**DIRECTIONS FOR THIS TASK**: Return the full listing character for character, without its pictures.

[EXERCISE INPUT — start]

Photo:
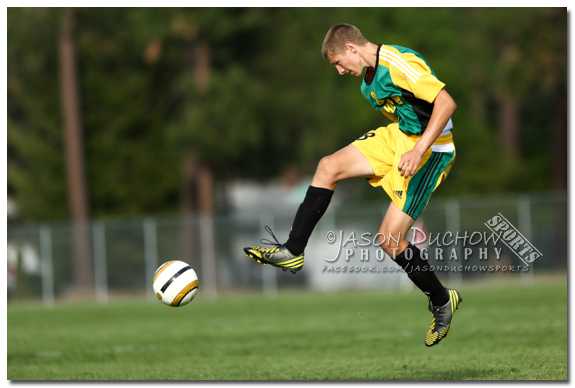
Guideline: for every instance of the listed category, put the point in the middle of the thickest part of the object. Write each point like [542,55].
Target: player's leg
[442,301]
[346,163]
[392,238]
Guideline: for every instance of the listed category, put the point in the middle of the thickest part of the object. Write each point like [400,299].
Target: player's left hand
[409,162]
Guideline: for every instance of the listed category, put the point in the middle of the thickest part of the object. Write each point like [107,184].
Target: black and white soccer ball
[175,283]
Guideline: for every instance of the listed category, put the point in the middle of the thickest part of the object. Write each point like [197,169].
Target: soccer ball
[175,283]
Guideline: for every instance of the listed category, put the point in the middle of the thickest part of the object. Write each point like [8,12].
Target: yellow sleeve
[412,74]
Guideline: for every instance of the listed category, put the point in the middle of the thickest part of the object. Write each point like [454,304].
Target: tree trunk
[78,197]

[EXERCISE INPUT — finish]

**RESULT OF THIS EXERCISE**:
Photo:
Guideline: for every instance of the listed category, put the point in the middle of the thickest part of the object. Write each point like [542,55].
Target: player's leg
[442,301]
[346,163]
[392,238]
Guideline: for every instance of the listed category, put the point in the middle of the thickest part of the object. Write each point like [400,299].
Target: player's left hand
[409,162]
Guideline: for every instance of the listed category, put the point in the middle of the thickest part of the object. Write each point like [107,184].
Target: black and white soccer ball
[175,283]
Guideline: for every instance of the listed category, put the point in the middle of the thickest part of the object. Write each point like [197,169].
Target: soccer ball
[175,283]
Guideline: for every instance of the listed category, put the point in the middle of the thickest part of the object. Write each point like [8,12].
Target: yellow sleeve
[412,74]
Guideline: for every instance of the listed category, put the point in the middle of the thickest part of the object. Write each point like [454,304].
Target: tree trunk
[78,197]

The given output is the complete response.